Zieht man hierzu das Erkenntnis, dass einer repräsentativen Umfrage des Branchenverbands Bitkom zufolge knapp zwei Drittel aller Unternehmen in Deutschland mit 20 oder mehr Mitarbeitern aufgrund der Corona-Krise staatliche Hilfe beantragt haben, werden die Aussichten nicht besser.

Experten rechnen aktuell mit einer Erholung der wirtschaftlichen Lage erst im Jahr 2022, in der Zwischenzeit ist mit einer steigenden Anzahl von Insolvenzen zu rechnen. Schätzungen der Bundesbank nach werden Unternehmensinsolvenzen in den ersten Monaten im Jahr 2021 auf mehr als 6.000 Fälle pro Quartal ansteigen, was im direkten Vergleich mit August 2020 einen Anstieg um rund 100% bedeuten würde.

— UNTERSUCHTE DATENSÄTZE —
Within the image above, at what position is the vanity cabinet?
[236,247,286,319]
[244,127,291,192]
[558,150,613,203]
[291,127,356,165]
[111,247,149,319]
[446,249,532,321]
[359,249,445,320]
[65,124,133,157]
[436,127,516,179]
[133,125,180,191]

— AUFGABEN —
- 1) Welche Jahreszahlen kommen im Textauszug vor?
- 2) Ab wann erwarten Experten laut Textauszug eine Erholung der wirtschaftlichen Lage?
- 3) Übersetzen Sie diesen Satz aus dem Textauszug ins Englische: „Experten rechnen aktuell mit einer Erholung der wirtschaftlichen Lage erst im Jahr 2022, in der Zwischenzeit ist mit einer steigenden Anzahl von Insolvenzen zu rechnen.“
Die Datensätze stehen in keinem Zusammenhang mit dem Textauszug.

— LÖSUNGEN —
- 1) 2022, 2021, 2020

- 2) Erst im Jahr 2022.

- 3) Experts currently expect the economic situation to recover only in 2022; in the meantime, a rising number of insolvencies is to be expected.